WRITTEN TASK = Identify each line in the listing below that contains the word "concrete" and copy every one of those lines.

RECORDS SHOWN =
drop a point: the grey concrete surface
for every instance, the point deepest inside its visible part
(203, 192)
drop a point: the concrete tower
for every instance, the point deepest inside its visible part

* * *

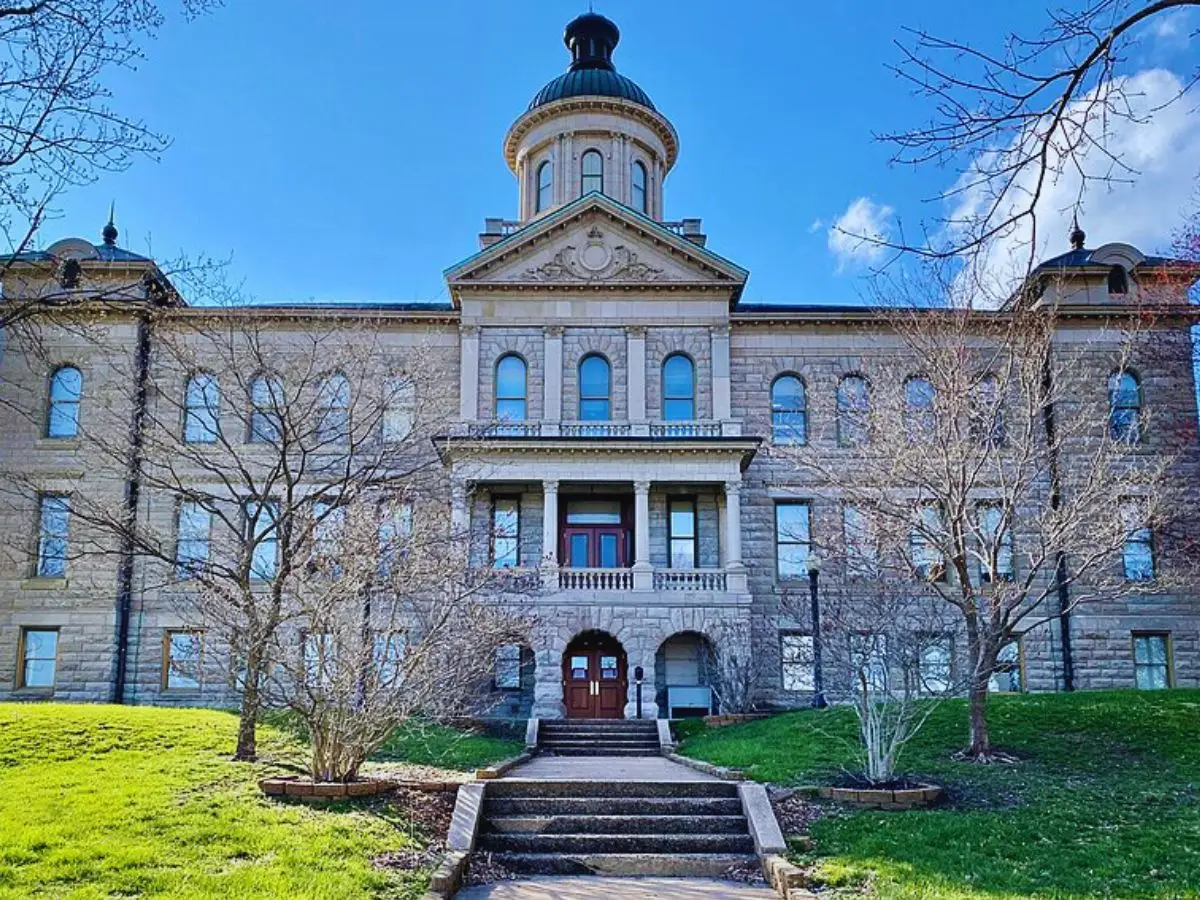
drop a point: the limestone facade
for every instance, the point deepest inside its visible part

...

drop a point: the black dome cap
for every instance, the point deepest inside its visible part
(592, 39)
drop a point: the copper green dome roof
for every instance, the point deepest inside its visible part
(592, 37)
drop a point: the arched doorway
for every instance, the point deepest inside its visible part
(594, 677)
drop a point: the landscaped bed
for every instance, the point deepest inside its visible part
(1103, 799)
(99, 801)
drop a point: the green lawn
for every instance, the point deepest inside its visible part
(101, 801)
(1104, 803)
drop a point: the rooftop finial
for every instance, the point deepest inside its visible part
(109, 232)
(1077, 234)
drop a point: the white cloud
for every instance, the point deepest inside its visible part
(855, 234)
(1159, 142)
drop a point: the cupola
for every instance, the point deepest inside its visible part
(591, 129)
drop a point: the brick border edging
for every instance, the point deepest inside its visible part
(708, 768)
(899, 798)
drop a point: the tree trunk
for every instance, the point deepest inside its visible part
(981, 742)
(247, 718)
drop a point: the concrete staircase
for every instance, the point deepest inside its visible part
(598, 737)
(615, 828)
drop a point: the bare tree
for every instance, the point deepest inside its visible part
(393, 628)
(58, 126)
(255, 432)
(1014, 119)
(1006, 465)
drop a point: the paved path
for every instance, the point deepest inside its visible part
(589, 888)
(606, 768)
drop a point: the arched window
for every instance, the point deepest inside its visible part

RESULT OF THIS EXERCISE =
drop a point: the grey concrete surface
drop a point: the concrete tower
drop a point: the concrete staircase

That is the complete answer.